# Hello From Newfoundland



## Lyndon (Feb 18, 2008)

Hi every one. I just want you all to know that I love your forum..and I hope that we'll get to know each other soon. I have 2 orange tabbys (Kaiser and Soze) and My gf has a orange tabby(Cinnamon ) and a tabby (Furby). We both are planning on building a house for our selves and the first thing we were going to get are 3 kittys from the local spca animal shelter. Take care!!


----------



## marie73 (Jul 12, 2006)

Welcome!

If you've been around for a bit, you know we're going to need pictures!  


Marie and


----------



## doodlebug (May 13, 2006)

Welcome! Boy that's gonna be a house full of kitties! 

Yes...we want pictures...I'm a bit partial to orange tabbies myself :wink:


----------



## DesnBaby (Apr 18, 2004)




----------



## Mitts & Tess (Sep 4, 2004)

You will love it here and learn alot. I did!


----------



## PeaceLoveRescue (Feb 15, 2008)

Ah a fellow Newfoundlander, welcome! How ya gettin on?
And yes pictures are a must


----------



## dmcwlvssr (Apr 24, 2005)

Welcome! looking forward to meeting the gang


----------



## Jeanie (Jun 18, 2003)

Hi, Lyndon! A late but sincere welcome! We're happy to have you join us.


----------



## Ladylefty (Feb 20, 2008)

Welcome Lyndon!


----------

☆ ☆ ☆ ☆

**Exercise task**
Answer these from the Newfoundland welcome thread:
1. What are the names of Lyndon's two orange tabbies?
2. Where do Lyndon and the girlfriend plan to get three kitties?
3. Which poster greets Lyndon as a fellow Newfoundlander?
The lines after the thread are separate material with no connection to it.

☆ ☆ ☆ ☆

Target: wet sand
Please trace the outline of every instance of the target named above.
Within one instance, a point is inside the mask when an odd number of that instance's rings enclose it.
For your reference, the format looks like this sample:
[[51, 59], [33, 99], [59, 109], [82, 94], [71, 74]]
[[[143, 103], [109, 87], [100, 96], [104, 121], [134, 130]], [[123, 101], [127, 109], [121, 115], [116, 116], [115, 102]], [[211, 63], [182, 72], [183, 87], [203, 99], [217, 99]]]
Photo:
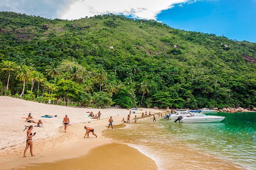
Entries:
[[14, 169], [157, 169], [155, 162], [138, 150], [116, 143], [91, 149], [86, 155], [55, 162], [31, 164]]

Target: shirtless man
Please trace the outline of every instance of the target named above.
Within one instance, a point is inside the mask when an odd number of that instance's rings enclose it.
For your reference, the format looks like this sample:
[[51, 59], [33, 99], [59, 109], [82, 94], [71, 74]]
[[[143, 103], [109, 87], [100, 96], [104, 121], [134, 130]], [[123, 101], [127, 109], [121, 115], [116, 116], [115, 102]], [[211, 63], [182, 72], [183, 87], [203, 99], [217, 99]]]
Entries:
[[97, 120], [98, 119], [99, 120], [99, 119], [100, 118], [100, 115], [101, 115], [101, 113], [100, 112], [100, 111], [99, 111], [98, 113], [98, 118], [97, 119]]
[[155, 117], [155, 115], [153, 115], [153, 117], [154, 117], [154, 119], [153, 119], [153, 122], [154, 121], [155, 121], [156, 122], [157, 121], [156, 120], [156, 117]]
[[62, 125], [65, 125], [65, 132], [67, 130], [67, 128], [68, 127], [68, 125], [69, 125], [69, 118], [68, 117], [68, 115], [66, 114], [65, 115], [65, 117], [63, 118], [63, 122], [62, 122]]
[[97, 137], [97, 135], [96, 134], [94, 134], [94, 129], [93, 129], [93, 128], [91, 128], [90, 127], [86, 127], [86, 126], [85, 126], [84, 129], [86, 130], [86, 133], [85, 133], [85, 136], [84, 136], [84, 138], [85, 138], [86, 135], [87, 135], [87, 137], [89, 138], [89, 133], [91, 132], [93, 133], [93, 135], [96, 136], [96, 138]]
[[114, 122], [114, 121], [113, 121], [113, 119], [112, 119], [112, 116], [110, 116], [110, 118], [108, 120], [108, 122], [109, 122], [109, 124], [108, 125], [108, 129], [109, 128], [109, 126], [111, 125], [111, 127], [112, 127], [112, 129], [113, 129], [113, 126], [112, 126], [112, 122]]

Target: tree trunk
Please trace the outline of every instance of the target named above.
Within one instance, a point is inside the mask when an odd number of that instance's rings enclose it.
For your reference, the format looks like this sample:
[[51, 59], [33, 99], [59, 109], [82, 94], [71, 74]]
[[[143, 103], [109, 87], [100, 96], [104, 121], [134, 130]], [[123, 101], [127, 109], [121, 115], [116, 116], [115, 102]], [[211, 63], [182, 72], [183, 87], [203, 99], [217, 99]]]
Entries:
[[7, 81], [7, 85], [6, 86], [6, 90], [8, 90], [8, 86], [9, 85], [9, 80], [10, 79], [10, 74], [11, 73], [9, 72], [9, 75], [8, 76], [8, 80]]
[[141, 107], [142, 107], [142, 100], [143, 100], [143, 96], [144, 95], [144, 93], [143, 93], [143, 94], [142, 95], [142, 99], [141, 99]]
[[24, 90], [25, 90], [25, 82], [26, 81], [26, 79], [23, 81], [23, 89], [22, 89], [22, 92], [21, 92], [21, 94], [19, 96], [19, 98], [20, 98], [23, 94], [24, 94]]

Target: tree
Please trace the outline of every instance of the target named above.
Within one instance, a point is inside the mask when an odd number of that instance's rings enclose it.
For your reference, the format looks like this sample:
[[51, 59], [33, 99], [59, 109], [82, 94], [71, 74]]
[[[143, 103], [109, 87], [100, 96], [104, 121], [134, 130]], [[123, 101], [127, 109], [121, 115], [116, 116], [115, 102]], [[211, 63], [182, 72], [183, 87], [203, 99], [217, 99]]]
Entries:
[[20, 70], [19, 71], [19, 74], [18, 75], [16, 78], [19, 78], [20, 81], [23, 82], [23, 89], [21, 94], [19, 96], [20, 98], [24, 94], [24, 90], [25, 89], [25, 83], [27, 81], [30, 77], [32, 71], [34, 69], [33, 68], [26, 65], [22, 65], [20, 67]]
[[6, 90], [8, 90], [11, 72], [14, 71], [15, 69], [19, 68], [19, 67], [17, 66], [16, 64], [14, 62], [12, 62], [10, 61], [4, 61], [4, 67], [2, 69], [2, 70], [3, 71], [8, 71], [9, 72], [8, 76], [8, 80], [7, 80], [7, 85], [6, 85]]
[[143, 100], [143, 96], [144, 94], [146, 93], [149, 93], [149, 88], [150, 87], [150, 85], [148, 83], [148, 82], [147, 80], [144, 80], [139, 84], [140, 88], [139, 89], [139, 91], [140, 93], [142, 93], [142, 99], [141, 99], [141, 105], [142, 105], [142, 101]]
[[61, 70], [60, 64], [57, 61], [52, 62], [51, 65], [48, 67], [48, 68], [45, 69], [47, 75], [51, 76], [52, 78], [60, 75]]
[[98, 108], [100, 107], [103, 109], [113, 104], [111, 97], [110, 94], [102, 91], [94, 93], [92, 99], [94, 104]]
[[96, 72], [96, 75], [95, 79], [97, 81], [100, 80], [99, 92], [100, 92], [101, 89], [101, 84], [103, 81], [107, 78], [107, 73], [101, 68], [99, 68]]

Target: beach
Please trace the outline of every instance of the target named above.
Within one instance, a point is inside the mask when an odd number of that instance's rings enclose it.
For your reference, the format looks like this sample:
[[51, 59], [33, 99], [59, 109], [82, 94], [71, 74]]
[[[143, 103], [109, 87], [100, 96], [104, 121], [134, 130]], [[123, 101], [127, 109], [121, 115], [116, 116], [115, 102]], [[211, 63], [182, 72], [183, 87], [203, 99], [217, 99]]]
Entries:
[[[20, 168], [29, 164], [53, 162], [85, 155], [94, 148], [112, 143], [101, 134], [101, 131], [107, 128], [110, 116], [113, 117], [113, 125], [117, 125], [121, 124], [123, 117], [126, 119], [129, 112], [125, 109], [53, 106], [6, 96], [0, 97], [0, 166], [2, 169]], [[138, 112], [146, 110], [153, 113], [159, 111], [153, 109], [142, 109]], [[95, 114], [99, 111], [102, 113], [99, 120], [91, 119], [88, 116], [89, 113], [86, 112], [92, 111]], [[33, 133], [36, 132], [33, 137], [33, 152], [36, 156], [31, 157], [29, 149], [27, 157], [23, 158], [27, 136], [26, 130], [22, 131], [24, 126], [36, 125], [25, 123], [26, 119], [21, 118], [27, 117], [29, 113], [32, 113], [35, 122], [41, 119], [43, 127], [34, 127], [32, 130]], [[56, 115], [57, 117], [40, 117], [46, 114]], [[62, 125], [65, 114], [68, 115], [70, 121], [66, 133]], [[132, 118], [135, 114], [132, 114]], [[138, 114], [137, 116], [140, 115]], [[131, 120], [131, 123], [134, 123]], [[98, 137], [95, 138], [90, 133], [89, 138], [84, 139], [85, 126], [94, 128]]]

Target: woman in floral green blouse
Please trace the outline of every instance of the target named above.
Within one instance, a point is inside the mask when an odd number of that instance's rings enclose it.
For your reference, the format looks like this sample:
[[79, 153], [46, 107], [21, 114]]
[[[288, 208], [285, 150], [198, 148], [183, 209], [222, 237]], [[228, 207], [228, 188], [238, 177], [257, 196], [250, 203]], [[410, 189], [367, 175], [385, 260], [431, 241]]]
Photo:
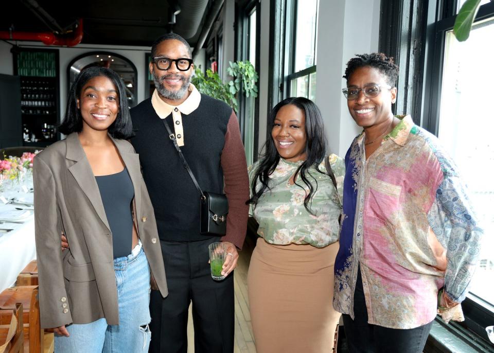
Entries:
[[273, 109], [272, 139], [249, 169], [250, 215], [260, 236], [249, 270], [252, 327], [258, 353], [327, 352], [340, 313], [332, 308], [345, 166], [327, 159], [321, 112], [303, 97]]

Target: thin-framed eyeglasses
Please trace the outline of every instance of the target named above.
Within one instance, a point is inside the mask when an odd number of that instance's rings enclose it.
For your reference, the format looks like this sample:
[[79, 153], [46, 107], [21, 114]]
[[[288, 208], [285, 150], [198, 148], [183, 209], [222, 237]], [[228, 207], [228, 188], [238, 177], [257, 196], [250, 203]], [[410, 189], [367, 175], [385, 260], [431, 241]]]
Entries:
[[357, 87], [351, 87], [350, 88], [344, 88], [342, 90], [343, 95], [348, 100], [354, 100], [359, 97], [359, 93], [360, 91], [364, 93], [364, 95], [368, 98], [373, 98], [377, 97], [381, 93], [381, 90], [382, 87], [390, 89], [392, 87], [389, 85], [381, 85], [377, 83], [372, 83], [370, 84], [366, 84], [362, 88]]
[[156, 57], [153, 58], [153, 62], [156, 67], [160, 70], [168, 70], [171, 67], [171, 63], [175, 62], [175, 66], [180, 71], [187, 71], [190, 68], [192, 60], [188, 58], [179, 58], [178, 59], [170, 59], [165, 57]]

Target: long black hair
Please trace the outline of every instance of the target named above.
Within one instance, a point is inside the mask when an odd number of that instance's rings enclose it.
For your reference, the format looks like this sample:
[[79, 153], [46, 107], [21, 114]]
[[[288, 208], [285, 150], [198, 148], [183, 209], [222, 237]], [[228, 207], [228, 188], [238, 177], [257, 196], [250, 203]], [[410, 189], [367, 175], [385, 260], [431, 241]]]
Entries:
[[[295, 184], [304, 188], [296, 181], [297, 175], [299, 173], [302, 181], [309, 188], [309, 193], [306, 192], [304, 205], [309, 213], [313, 214], [310, 209], [309, 203], [314, 192], [317, 189], [317, 182], [314, 176], [310, 173], [309, 168], [315, 165], [316, 170], [320, 173], [324, 173], [324, 172], [319, 169], [319, 164], [324, 160], [326, 156], [326, 149], [327, 146], [326, 133], [324, 131], [324, 123], [321, 111], [312, 101], [303, 97], [291, 97], [284, 99], [273, 108], [268, 121], [268, 131], [273, 130], [274, 119], [279, 110], [281, 107], [289, 104], [296, 107], [302, 110], [305, 115], [305, 133], [307, 138], [305, 147], [307, 159], [297, 168], [294, 174], [293, 179], [295, 180]], [[264, 153], [261, 157], [261, 161], [257, 166], [255, 177], [252, 181], [252, 185], [251, 185], [252, 189], [252, 197], [247, 201], [248, 204], [257, 205], [261, 196], [266, 191], [270, 189], [269, 175], [274, 171], [279, 162], [279, 154], [276, 150], [272, 138], [267, 139], [264, 144]], [[312, 182], [309, 178], [312, 180]], [[260, 183], [261, 187], [259, 190], [257, 190], [256, 187], [258, 182]]]
[[107, 77], [113, 83], [118, 94], [118, 114], [117, 118], [108, 128], [108, 133], [115, 138], [128, 138], [132, 134], [132, 121], [129, 112], [125, 86], [122, 79], [113, 70], [100, 66], [91, 66], [82, 70], [70, 87], [67, 101], [67, 109], [63, 121], [58, 130], [68, 135], [82, 131], [82, 116], [77, 108], [77, 100], [81, 98], [81, 91], [88, 81], [94, 77]]

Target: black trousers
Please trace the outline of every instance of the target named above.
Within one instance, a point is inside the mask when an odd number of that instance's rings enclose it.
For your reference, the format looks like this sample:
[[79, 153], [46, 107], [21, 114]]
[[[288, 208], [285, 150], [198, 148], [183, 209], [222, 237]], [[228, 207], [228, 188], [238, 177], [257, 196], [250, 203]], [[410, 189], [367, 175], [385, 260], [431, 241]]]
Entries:
[[409, 329], [388, 328], [367, 323], [368, 316], [360, 268], [354, 296], [355, 320], [343, 314], [346, 340], [351, 353], [421, 353], [426, 345], [432, 322]]
[[222, 281], [215, 281], [211, 278], [208, 263], [207, 246], [219, 239], [161, 241], [168, 295], [163, 298], [158, 291], [151, 291], [150, 352], [186, 353], [191, 301], [196, 352], [233, 352], [233, 273]]

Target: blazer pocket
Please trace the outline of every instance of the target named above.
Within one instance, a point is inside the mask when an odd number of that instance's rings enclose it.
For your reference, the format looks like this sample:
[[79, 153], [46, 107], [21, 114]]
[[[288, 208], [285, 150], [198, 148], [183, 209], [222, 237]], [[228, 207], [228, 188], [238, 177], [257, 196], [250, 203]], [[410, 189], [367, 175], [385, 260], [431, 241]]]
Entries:
[[96, 279], [91, 263], [74, 265], [68, 261], [65, 265], [64, 277], [70, 282], [89, 282]]

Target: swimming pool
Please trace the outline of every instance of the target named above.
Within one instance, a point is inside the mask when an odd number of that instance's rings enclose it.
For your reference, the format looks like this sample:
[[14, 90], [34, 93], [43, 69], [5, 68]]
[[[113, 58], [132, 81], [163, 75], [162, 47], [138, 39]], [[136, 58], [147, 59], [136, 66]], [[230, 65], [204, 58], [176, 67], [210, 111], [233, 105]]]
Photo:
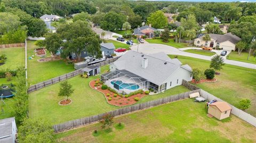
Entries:
[[130, 90], [136, 90], [139, 88], [138, 85], [136, 85], [134, 83], [123, 83], [121, 80], [113, 80], [111, 81], [111, 84], [114, 86], [114, 87], [118, 90], [124, 88]]

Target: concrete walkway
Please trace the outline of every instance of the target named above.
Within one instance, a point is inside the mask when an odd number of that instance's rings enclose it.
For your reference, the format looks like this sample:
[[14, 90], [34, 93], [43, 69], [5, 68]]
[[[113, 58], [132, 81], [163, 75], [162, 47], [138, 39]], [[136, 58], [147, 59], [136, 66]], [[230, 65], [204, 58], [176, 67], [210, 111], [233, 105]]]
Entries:
[[[131, 47], [132, 50], [137, 51], [137, 45], [133, 45]], [[159, 44], [140, 44], [139, 46], [139, 52], [142, 52], [146, 54], [154, 54], [163, 52], [166, 54], [182, 55], [194, 58], [197, 58], [207, 61], [211, 61], [212, 57], [202, 55], [196, 54], [188, 52], [183, 52], [176, 48], [166, 45]], [[256, 69], [256, 64], [236, 61], [233, 60], [225, 59], [225, 63], [250, 69]]]

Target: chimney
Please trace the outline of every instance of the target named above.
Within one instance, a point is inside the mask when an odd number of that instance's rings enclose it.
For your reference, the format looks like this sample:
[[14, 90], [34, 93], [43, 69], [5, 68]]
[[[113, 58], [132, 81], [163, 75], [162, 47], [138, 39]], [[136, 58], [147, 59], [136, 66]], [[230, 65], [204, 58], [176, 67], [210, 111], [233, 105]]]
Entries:
[[141, 65], [141, 66], [143, 69], [146, 69], [147, 67], [148, 67], [148, 59], [146, 58], [144, 58], [142, 59], [142, 64]]

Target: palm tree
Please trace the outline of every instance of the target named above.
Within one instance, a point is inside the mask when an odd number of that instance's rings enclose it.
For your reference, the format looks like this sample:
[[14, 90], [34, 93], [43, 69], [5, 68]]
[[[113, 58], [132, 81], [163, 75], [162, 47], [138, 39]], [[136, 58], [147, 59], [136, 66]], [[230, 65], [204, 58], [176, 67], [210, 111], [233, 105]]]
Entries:
[[[208, 41], [210, 41], [211, 40], [211, 37], [210, 37], [210, 35], [209, 34], [206, 34], [204, 37], [203, 37], [203, 40], [205, 41], [205, 44], [208, 43]], [[207, 46], [208, 46], [209, 44], [207, 44]]]
[[196, 36], [196, 31], [194, 29], [187, 30], [187, 37], [189, 38], [189, 45], [190, 45], [190, 41]]

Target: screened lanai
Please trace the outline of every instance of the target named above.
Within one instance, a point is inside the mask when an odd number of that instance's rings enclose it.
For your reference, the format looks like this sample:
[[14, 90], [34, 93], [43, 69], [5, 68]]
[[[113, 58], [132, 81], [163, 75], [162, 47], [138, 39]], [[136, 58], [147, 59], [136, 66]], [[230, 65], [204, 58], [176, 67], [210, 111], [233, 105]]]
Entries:
[[148, 90], [147, 80], [125, 70], [101, 74], [100, 80], [124, 95], [139, 89]]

☆ ☆ ☆ ☆

**Correct output**
1. Kaiser and Soze
2. From the local SPCA animal shelter
3. PeaceLoveRescue